Stated exercise: Please recast the data below as a numbered list, from its start through the line containing "[51,82,230,194]", inclusive, skipping blank lines. Leave the pictures out of your answer.

Image annotation data

***

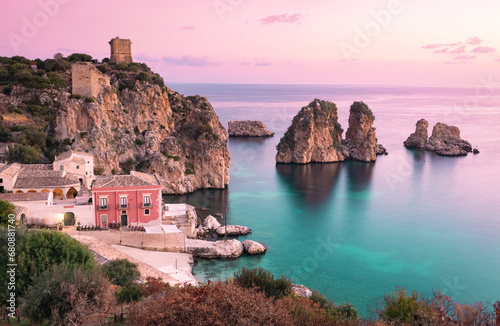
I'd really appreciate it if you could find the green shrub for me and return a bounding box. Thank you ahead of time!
[11,126,28,131]
[120,157,136,174]
[234,267,292,299]
[0,200,16,227]
[116,283,142,304]
[2,85,14,95]
[102,259,141,286]
[7,144,42,164]
[21,264,115,325]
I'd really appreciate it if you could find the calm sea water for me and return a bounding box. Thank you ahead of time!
[166,84,500,316]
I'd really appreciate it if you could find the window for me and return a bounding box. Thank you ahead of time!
[99,198,108,208]
[120,197,127,208]
[142,196,151,207]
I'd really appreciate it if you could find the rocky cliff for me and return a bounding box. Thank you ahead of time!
[227,120,274,137]
[276,99,344,164]
[342,102,387,162]
[52,81,230,194]
[404,119,479,156]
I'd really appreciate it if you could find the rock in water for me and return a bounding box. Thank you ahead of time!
[276,99,344,164]
[342,102,387,162]
[427,122,472,156]
[404,119,473,156]
[243,239,267,255]
[227,120,274,137]
[203,215,220,231]
[51,79,230,194]
[404,119,429,150]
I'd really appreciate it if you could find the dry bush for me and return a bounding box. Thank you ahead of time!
[129,282,294,326]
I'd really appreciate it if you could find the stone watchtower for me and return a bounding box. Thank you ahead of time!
[109,36,132,64]
[71,62,110,97]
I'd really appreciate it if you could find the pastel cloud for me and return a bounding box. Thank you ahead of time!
[450,45,465,54]
[467,36,483,45]
[260,14,304,25]
[471,46,497,53]
[161,55,220,67]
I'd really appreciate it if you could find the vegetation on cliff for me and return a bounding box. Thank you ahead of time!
[0,53,230,194]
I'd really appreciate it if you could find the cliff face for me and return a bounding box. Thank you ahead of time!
[227,120,274,137]
[276,99,344,163]
[404,119,479,156]
[342,102,387,162]
[404,119,429,149]
[51,82,230,194]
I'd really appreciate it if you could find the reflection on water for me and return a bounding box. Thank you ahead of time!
[163,188,229,220]
[276,163,342,205]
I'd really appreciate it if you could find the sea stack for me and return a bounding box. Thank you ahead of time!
[227,120,274,137]
[276,99,344,164]
[404,119,479,156]
[342,102,387,162]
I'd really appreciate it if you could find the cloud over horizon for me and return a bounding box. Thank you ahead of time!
[260,14,304,25]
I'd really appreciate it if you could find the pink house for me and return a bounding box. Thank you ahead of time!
[92,171,162,227]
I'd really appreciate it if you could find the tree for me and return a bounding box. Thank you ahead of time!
[16,231,95,295]
[102,259,141,287]
[0,200,16,227]
[7,144,42,164]
[21,264,115,325]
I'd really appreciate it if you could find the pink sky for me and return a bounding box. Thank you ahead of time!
[0,0,500,86]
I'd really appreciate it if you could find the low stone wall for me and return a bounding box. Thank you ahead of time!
[71,230,185,252]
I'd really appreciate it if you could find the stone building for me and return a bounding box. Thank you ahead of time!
[71,62,110,97]
[109,36,132,64]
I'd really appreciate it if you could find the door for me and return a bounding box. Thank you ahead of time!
[120,211,128,226]
[64,212,75,226]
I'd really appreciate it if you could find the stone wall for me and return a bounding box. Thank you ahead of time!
[71,62,110,97]
[109,37,132,64]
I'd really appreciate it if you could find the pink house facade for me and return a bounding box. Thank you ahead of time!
[92,171,162,227]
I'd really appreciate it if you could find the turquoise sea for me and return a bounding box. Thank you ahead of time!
[165,84,500,316]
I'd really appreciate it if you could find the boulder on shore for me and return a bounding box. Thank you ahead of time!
[342,102,387,162]
[203,215,221,231]
[217,225,251,235]
[276,99,344,164]
[404,119,473,156]
[228,120,274,137]
[243,239,267,255]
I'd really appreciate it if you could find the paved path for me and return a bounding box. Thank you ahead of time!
[68,233,196,285]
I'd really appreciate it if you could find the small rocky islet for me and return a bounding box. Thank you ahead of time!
[403,119,479,156]
[276,99,387,164]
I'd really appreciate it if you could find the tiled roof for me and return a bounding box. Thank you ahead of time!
[92,173,159,189]
[14,177,80,189]
[0,192,50,202]
[0,163,22,178]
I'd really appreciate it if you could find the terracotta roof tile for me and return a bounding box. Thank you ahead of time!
[0,192,50,202]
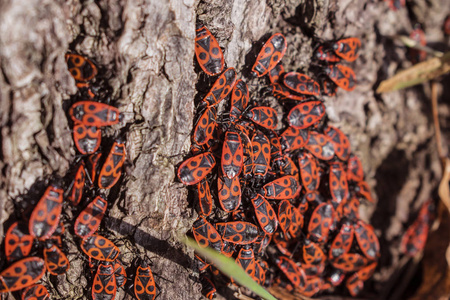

***

Solution to the exercise:
1. I'd really appreciate it if you could find the green shrub for me and return a bounding box. Thank you ahead of time!
2. [11,126,28,131]
3. [120,157,136,174]
4. [234,267,292,299]
5. [0,200,16,227]
6. [116,283,142,304]
7. [2,85,14,95]
8. [102,259,141,286]
9. [7,144,42,164]
10. [21,264,115,325]
11. I'd really appreciate it if you could find the calm sea water for me and return a bounding box. Thank you ahead of time!
12. [166,84,500,316]
13. I'd really appreciate it if you could find the window for me and return a bounding box. Thank you ahead of time!
14. [99,198,108,208]
15. [120,197,127,208]
16. [142,196,151,207]
17. I'd really appreciate it if you could find the rocky cliff for me and return a bounding box. Thank you ahead of time!
18. [227,120,274,137]
19. [276,99,344,164]
20. [342,102,387,162]
21. [52,81,230,194]
22. [404,119,479,156]
23. I'd really appreciate it if you could find the rock in water for me and return a bounding box. Thank you ahead of time!
24. [276,99,344,164]
25. [342,102,387,162]
26. [427,122,472,156]
27. [404,119,473,156]
28. [243,239,267,255]
29. [227,120,274,137]
30. [203,215,220,231]
31. [51,79,230,194]
32. [404,119,429,150]
33. I'd really appreciate it if you could find the dry bush for me and return a bounding box. Thank you ahead of time!
34. [129,282,294,326]
35. I'd really appreciate it if you could find the stone watchtower for me and return a bounding box. Thank you ahead of time!
36. [109,36,132,64]
37. [71,62,110,97]
38. I'd really appreciate it if you could find the pastel cloud for me and return a bounding box. Thank you ahead of time!
39. [450,45,465,54]
40. [467,36,483,45]
41. [260,14,304,25]
42. [471,46,497,53]
43. [161,55,220,67]
44. I'd really appreciate it if you could find the vegetation on cliff for me and return a bounding box. Thank you ahead of time!
45. [0,53,230,194]
46. I'd really appreciate it if you could find the cliff face for me and return a bounding box. Thank you ahead of time!
47. [227,120,274,137]
48. [276,99,344,163]
49. [404,119,479,156]
50. [342,102,387,162]
51. [404,119,429,149]
52. [51,82,230,194]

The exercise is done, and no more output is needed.